_Selected extract_
⟨
CrowdStrike crisis shows need for transformation of tech management
Major tech outages have recently impacted customers and operations around the world – from banks to airports. Stephen Johnson, business IT expert and Founder and CEO of quality engineering consultancy, Roq, explains what companies can do to prepare for future outages.
The global IT outage affecting 8.5 million Windows PCs highlighted the vulnerabilities in the computer systems of some of the world’s largest companies and organisations. The failure, triggered by an update of CrowdStrike cybersecurity software, disrupted services and sectors including airlines, online transactions, cash machines, card payments for retailers like Morrisons and many high street banks. Even NHS GP and cancer-treatment appointments were cancelled.
The CrowdStrike crisis is not an isolated incident. Stephen Johnson, CEO and founder of Quality Engineering consultancy, Roq, says it is now imperative for companies and organisations to invest significantly more resources and effort into ensuring robust, future-proof systems underpin everything they do.
⟩
_Task directions_
Answer these questions from the article on the CrowdStrike outage:
(a) What company does Stephen Johnson lead?
(b) How many Windows PCs did the global IT outage affect?
(c) According to Johnson, what must companies and organizations invest significantly more resources and effort into ensuring?
The records that follow have no connection to the article and come from a separate source.

_Exercise data_
⟨
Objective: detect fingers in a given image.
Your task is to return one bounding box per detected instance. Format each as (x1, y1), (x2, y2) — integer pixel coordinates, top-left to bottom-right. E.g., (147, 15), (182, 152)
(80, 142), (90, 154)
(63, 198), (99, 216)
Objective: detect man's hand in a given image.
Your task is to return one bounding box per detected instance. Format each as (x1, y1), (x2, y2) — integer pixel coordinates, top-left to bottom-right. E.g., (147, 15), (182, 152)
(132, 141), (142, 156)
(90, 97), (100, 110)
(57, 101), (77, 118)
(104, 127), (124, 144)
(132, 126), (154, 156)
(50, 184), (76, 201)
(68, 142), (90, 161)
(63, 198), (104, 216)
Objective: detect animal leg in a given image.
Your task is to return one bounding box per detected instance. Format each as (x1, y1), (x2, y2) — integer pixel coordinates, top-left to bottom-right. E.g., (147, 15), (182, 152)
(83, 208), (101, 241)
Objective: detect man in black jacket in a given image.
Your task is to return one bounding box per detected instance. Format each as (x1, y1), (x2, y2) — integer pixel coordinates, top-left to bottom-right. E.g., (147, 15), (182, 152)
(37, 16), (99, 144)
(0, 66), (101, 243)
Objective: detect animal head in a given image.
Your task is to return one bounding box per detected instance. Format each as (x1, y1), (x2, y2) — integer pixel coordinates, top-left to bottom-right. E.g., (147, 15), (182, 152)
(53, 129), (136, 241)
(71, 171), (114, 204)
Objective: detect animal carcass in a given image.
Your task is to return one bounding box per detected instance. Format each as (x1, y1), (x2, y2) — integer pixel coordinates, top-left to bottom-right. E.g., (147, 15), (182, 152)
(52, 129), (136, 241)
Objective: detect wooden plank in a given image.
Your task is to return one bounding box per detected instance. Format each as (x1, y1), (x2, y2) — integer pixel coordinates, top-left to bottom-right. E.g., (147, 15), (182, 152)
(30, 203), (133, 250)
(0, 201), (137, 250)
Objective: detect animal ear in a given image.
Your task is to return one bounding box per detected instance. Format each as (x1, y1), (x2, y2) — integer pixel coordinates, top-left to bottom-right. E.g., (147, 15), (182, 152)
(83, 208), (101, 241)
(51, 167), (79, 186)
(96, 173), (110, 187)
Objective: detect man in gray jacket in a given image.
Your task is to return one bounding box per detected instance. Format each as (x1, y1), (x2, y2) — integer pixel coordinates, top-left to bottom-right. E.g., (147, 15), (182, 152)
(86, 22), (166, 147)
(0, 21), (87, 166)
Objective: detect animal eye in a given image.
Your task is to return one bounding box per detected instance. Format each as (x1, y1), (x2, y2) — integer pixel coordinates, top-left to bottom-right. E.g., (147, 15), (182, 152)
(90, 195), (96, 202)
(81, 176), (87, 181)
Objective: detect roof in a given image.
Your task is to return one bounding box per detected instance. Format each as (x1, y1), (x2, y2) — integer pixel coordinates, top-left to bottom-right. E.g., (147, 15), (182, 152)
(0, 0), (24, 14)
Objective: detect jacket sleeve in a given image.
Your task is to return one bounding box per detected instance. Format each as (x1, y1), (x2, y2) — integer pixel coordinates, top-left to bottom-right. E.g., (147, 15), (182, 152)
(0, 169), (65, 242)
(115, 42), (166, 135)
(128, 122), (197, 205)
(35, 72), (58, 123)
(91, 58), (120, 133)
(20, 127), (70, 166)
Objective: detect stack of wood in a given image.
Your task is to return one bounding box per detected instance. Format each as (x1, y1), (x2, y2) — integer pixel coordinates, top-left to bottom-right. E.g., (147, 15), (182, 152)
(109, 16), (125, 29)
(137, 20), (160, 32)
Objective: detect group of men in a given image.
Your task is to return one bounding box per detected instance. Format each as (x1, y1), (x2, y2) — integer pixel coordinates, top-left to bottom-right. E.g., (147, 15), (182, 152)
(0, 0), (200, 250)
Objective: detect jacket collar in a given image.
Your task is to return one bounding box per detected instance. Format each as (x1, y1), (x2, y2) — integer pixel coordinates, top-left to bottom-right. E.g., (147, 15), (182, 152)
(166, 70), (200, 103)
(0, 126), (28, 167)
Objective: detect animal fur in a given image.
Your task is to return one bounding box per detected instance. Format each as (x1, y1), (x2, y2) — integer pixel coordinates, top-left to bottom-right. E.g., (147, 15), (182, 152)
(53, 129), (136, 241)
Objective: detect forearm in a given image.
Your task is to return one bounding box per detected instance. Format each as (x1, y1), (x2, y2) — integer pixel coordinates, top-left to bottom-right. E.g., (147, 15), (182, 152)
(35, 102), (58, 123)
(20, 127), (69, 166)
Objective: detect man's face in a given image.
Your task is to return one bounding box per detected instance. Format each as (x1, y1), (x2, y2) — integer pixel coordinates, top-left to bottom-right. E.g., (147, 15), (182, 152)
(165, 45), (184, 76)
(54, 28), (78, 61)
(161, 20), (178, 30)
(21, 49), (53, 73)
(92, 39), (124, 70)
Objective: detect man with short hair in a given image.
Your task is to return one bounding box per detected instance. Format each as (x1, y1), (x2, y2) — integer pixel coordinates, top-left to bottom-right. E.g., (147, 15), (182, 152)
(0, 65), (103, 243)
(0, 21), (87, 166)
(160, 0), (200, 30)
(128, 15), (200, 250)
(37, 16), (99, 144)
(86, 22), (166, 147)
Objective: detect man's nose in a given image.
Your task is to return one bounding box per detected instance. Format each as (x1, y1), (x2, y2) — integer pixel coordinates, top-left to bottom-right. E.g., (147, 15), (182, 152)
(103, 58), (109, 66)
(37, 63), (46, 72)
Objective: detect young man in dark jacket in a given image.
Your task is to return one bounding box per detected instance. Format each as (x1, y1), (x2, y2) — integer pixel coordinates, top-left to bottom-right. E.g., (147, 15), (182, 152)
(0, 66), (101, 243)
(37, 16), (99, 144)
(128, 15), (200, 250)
⟩
_Exercise response_
(a) Roq, a quality engineering consultancy, of which he is Founder and CEO.
(b) 8.5 million.
(c) That robust, future-proof systems underpin everything they do.